PROBLEM DESCRIPTION:
In the records that follow, find each line with the word "baseball" and copy it.

EXERCISE MATERIALS Block Start

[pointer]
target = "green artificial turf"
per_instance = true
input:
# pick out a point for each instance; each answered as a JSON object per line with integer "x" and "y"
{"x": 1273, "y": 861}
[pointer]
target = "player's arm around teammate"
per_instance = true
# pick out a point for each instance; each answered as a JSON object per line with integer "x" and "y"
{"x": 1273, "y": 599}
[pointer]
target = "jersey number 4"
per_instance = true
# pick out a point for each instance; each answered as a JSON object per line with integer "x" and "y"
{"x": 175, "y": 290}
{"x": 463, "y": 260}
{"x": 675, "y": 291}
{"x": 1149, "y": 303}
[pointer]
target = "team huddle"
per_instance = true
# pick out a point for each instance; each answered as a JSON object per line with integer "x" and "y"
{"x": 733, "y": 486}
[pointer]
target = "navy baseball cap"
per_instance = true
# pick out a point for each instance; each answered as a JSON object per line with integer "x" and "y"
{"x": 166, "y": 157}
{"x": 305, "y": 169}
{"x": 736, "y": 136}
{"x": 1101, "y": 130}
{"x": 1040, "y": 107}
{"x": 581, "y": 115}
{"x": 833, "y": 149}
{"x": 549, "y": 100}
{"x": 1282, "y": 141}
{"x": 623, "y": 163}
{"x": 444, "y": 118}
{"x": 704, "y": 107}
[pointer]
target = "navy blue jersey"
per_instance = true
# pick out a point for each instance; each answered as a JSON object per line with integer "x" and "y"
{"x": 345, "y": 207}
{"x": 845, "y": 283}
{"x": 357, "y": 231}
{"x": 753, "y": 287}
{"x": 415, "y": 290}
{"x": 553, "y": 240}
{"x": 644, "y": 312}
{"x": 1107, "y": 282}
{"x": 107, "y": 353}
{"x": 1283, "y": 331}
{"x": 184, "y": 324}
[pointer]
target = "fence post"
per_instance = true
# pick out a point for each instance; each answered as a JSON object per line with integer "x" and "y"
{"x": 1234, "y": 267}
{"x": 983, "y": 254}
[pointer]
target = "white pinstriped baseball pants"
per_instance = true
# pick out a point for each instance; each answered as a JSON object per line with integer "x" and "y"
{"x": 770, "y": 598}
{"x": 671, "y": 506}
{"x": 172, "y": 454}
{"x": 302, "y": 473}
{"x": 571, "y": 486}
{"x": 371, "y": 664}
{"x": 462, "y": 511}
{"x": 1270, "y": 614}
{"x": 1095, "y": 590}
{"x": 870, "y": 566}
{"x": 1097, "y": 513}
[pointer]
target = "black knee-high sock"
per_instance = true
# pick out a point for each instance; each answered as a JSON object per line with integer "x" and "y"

EXERCISE MATERIALS Block End

EXERCISE ANSWER:
target = "navy baseball cap"
target = "white pinstriped baseball pants"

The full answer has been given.